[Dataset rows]

━━━━━━━━

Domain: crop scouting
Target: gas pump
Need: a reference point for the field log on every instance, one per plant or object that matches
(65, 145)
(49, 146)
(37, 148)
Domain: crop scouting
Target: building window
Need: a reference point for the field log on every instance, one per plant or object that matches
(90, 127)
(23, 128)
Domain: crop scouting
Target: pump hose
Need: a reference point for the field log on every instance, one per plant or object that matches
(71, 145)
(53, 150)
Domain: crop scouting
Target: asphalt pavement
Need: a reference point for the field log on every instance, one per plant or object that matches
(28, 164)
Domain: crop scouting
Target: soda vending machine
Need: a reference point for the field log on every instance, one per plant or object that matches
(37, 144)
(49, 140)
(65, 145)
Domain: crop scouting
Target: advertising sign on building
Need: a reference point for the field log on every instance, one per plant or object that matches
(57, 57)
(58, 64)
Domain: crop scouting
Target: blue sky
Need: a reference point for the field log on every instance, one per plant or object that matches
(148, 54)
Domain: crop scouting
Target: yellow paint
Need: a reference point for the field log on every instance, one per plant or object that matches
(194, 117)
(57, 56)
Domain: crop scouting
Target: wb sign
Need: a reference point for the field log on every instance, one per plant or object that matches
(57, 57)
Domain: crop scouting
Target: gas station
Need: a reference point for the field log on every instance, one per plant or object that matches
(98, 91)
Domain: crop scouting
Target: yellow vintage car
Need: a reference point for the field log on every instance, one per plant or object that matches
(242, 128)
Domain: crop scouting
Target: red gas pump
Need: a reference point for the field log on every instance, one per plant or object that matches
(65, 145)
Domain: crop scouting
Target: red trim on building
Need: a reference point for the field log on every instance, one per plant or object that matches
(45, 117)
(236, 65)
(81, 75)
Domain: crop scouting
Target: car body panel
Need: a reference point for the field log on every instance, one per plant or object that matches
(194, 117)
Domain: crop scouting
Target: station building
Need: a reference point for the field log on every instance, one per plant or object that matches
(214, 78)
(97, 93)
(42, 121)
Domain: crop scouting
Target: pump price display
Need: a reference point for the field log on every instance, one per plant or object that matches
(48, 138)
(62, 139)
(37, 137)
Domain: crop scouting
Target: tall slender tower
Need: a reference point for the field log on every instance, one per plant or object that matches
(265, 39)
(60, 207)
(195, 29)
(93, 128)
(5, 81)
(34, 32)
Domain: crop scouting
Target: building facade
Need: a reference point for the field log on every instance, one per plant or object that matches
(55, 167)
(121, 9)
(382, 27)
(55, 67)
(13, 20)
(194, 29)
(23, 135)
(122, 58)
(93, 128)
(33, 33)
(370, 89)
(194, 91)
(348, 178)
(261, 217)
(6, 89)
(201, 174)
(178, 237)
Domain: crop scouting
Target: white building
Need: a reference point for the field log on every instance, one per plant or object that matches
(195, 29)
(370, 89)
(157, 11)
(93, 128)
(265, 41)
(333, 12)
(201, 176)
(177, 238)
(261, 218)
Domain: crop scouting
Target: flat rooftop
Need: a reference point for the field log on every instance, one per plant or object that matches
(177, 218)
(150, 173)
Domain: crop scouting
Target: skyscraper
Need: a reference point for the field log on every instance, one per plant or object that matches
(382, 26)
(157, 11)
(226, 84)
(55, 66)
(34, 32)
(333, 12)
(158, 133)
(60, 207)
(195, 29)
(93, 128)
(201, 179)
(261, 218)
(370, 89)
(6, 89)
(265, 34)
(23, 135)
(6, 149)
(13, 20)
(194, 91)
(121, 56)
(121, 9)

━━━━━━━━

*EXERCISE BRIEF*
Return all the data exactly as given.

*TASK OUTPUT*
Domain: crop scouting
Target: gas pump
Need: a reference point for the field log on every instance, one per plant or object that matches
(65, 145)
(49, 146)
(37, 148)
Domain: crop scouting
Target: building window
Need: a reference point for the field log on every instance, one per plant or object that matches
(90, 127)
(23, 128)
Domain: crop scouting
Target: pump hose
Need: a reference point for the field log on every instance, one per plant or object that matches
(71, 145)
(53, 150)
Domain: crop scouting
Target: asphalt pavement
Need: a reference point for the field log on every instance, one per plant or object that matches
(28, 164)
Domain: crop scouting
Target: soda vending machine
Need: a reference point for the field log on every instance, one per plant or object that matches
(37, 144)
(49, 140)
(65, 145)
Domain: crop scouting
Target: advertising sign on building
Need: a reference point for the field log on every instance, one per plant or object that matches
(57, 57)
(58, 64)
Domain: crop scouting
Target: blue sky
Need: a reference point for the field log on every instance, one per plant or object that matches
(148, 54)
Domain: crop scouting
Target: yellow paint
Need: a reference point for the field log on every instance, one per plant or object that matches
(194, 117)
(57, 56)
Domain: crop scouting
Target: wb sign
Need: a reference point for the field log on every instance, one per plant or object that matches
(57, 57)
Domain: crop scouting
Target: gas station
Need: a reference point for the field log on every instance, one per plant or object that matches
(98, 91)
Domain: crop scouting
Target: yellow vintage car
Need: a reference point for the field log on every instance, one per plant or object that matches
(242, 128)
Domain: crop scouting
Target: red gas pump
Need: a reference point for the field log on every instance, one per plant or object that matches
(65, 145)
Domain: crop scouting
Target: red trim on building
Need: a reference point for the field log on every instance, one per plant or object that matches
(45, 117)
(236, 65)
(81, 75)
Domain: crop scouting
Target: car body panel
Need: a reference point for the field log on every instance, one per plant or object that matches
(194, 117)
Domain: crop scouting
Target: station building
Need: a reference point for the field log on every instance, one per plant or object that matches
(214, 78)
(97, 93)
(42, 121)
Domain: crop scouting
Target: pump price display
Need: a reference point for the field log on every instance, one per plant or object that matches
(48, 138)
(62, 139)
(37, 137)
Domain: crop scouting
Target: tall slender tower
Need: a reference point for the field log on every instance, one per plant or object that matches
(265, 39)
(60, 207)
(195, 29)
(93, 128)
(5, 81)
(34, 32)
Domain: crop scouting
Target: building facade
Need: a reference point for the field log on every instance, one per plant or object that matches
(55, 167)
(121, 9)
(382, 27)
(55, 67)
(13, 20)
(194, 29)
(23, 135)
(122, 58)
(93, 128)
(33, 33)
(370, 89)
(194, 91)
(348, 178)
(261, 217)
(6, 89)
(201, 174)
(178, 237)
Domain: crop scouting
Target: white building
Need: a reference point for the field log on every instance, one per plant or object that matches
(195, 29)
(370, 89)
(157, 11)
(93, 128)
(265, 41)
(333, 12)
(201, 176)
(177, 238)
(261, 218)
Domain: crop scouting
Target: flat rooftop
Need: a reference point for the field log on every instance, one per plant or object that matches
(177, 218)
(150, 173)
Domain: crop scouting
Target: skyscraper
Need: a reference point for the field log on every instance, one per plant or object that matches
(382, 26)
(157, 11)
(226, 84)
(55, 66)
(34, 32)
(333, 12)
(158, 133)
(60, 207)
(195, 29)
(93, 128)
(201, 179)
(261, 218)
(370, 89)
(6, 89)
(265, 34)
(23, 135)
(6, 149)
(13, 20)
(194, 91)
(121, 56)
(121, 9)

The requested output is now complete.